• **SET PROBLEM**
Rewrite the records below with every "photo" swapped for "image", keeping everything else the same. Leave the pictures out.
....
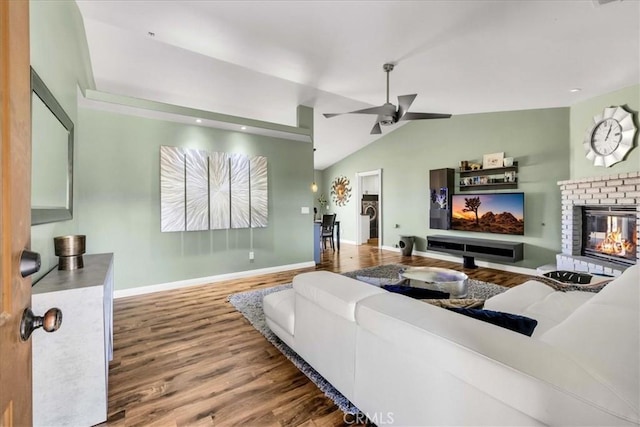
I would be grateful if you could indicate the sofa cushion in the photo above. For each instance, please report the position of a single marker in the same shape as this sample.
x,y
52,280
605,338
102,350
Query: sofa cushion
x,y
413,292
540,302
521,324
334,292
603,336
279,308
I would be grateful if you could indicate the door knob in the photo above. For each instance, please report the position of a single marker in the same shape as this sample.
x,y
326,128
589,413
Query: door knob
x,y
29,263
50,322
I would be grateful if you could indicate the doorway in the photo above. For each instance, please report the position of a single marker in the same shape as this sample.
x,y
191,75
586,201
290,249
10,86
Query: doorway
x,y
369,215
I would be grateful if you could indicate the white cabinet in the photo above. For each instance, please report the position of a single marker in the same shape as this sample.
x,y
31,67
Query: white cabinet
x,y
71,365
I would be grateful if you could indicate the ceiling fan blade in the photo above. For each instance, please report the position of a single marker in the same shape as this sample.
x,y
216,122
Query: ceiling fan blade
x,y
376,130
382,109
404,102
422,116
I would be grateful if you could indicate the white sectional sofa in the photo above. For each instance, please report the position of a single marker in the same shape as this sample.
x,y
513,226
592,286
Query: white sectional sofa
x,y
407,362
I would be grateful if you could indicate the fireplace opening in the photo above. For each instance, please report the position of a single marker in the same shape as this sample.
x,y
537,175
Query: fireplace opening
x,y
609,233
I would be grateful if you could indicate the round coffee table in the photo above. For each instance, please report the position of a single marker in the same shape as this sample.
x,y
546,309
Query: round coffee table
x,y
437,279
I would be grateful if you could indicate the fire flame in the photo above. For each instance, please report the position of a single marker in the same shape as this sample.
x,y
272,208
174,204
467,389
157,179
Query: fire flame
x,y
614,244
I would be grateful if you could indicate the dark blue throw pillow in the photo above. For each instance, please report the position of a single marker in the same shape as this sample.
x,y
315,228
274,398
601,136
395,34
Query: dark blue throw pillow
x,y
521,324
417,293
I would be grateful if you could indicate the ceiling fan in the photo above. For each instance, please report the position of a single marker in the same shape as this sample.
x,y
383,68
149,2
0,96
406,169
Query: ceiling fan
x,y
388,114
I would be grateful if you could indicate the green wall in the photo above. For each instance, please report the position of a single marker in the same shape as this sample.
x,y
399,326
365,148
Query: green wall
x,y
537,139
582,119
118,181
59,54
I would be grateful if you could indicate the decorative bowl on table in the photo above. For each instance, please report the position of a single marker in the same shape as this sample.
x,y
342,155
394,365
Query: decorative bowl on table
....
• **TASK SOLUTION**
I would be grateful if you could indicate the sofa cushion in the image above. For each instance, please report the position of a single marker in the same shape as this sample.
x,y
52,280
605,338
102,350
Query: sofa cushion
x,y
413,292
540,302
521,324
334,292
603,336
279,308
I would be grateful if you could indicate the door knob in the image above. For each instance, please report the position of a single marker in the same shape as this sample.
x,y
326,128
589,413
Query: door knob
x,y
29,263
50,322
I would be grateful if you could indicate the doorway in the image above. For each instance, please report the position of a single marker in the same shape as this sample.
x,y
191,75
586,201
290,249
10,86
Query: doorway
x,y
369,215
I would be grateful if you could indicate the white cabinet in the image above. For each instance, please report the position of a single marker in the same shape as this sample.
x,y
31,67
Query: white cabinet
x,y
71,365
I would be grateful if you could indicate the ceiling fan blade in the image above. For each instance, please report the position of a single marker in the same shape as this sample.
x,y
216,122
Query: ceiling fan blade
x,y
376,130
382,109
404,102
422,116
I would be grateful if you could indicate the white sectional sofa in the image above. For each instance, please report the position of a single marker in the same shape as this sample.
x,y
513,226
592,286
Query: white sectional sofa
x,y
407,362
I would be grateful if you could indicate the fireplace opening in the image above. For each instance, please report the position of a single marker in the same shape as this sample.
x,y
537,175
Query: fireplace opening
x,y
609,233
I would be grateful if you could indicate the round coffee table in the image above. For each instance, please report the position of a single marker in the same shape as this sample.
x,y
546,309
Query: round coffee table
x,y
437,279
I would be grateful if you could indicate the fire flame in the image above. For each instance, please report the position of a single marker in the same shape as this sample.
x,y
272,208
174,204
467,389
157,179
Query: fire flame
x,y
614,244
I would be grateful if you could indicate the dark blue throw pillow in the image above. For each instance, please report the position of a single marker in the same shape as this sample.
x,y
315,228
274,398
601,136
395,34
Query: dark blue throw pillow
x,y
521,324
417,293
I would be grateful if you could indicate the ceiling fan in the image above. For each instance, please report the position of a single marker in the same shape as this sample.
x,y
383,68
149,2
0,96
406,169
Query: ceiling fan
x,y
388,114
I would be grateful if you could indicate the green wall in the image above. For each instance, please report the position of a single marker in the same shape as this sample.
x,y
399,326
365,148
Query: green wall
x,y
537,139
582,119
118,181
59,54
I would be grateful if you could indicate the decorative bowl on table in the image above. For each instance, please report the position of a single marker in the same shape as this sample.
x,y
342,155
394,365
Query: decorative bowl on table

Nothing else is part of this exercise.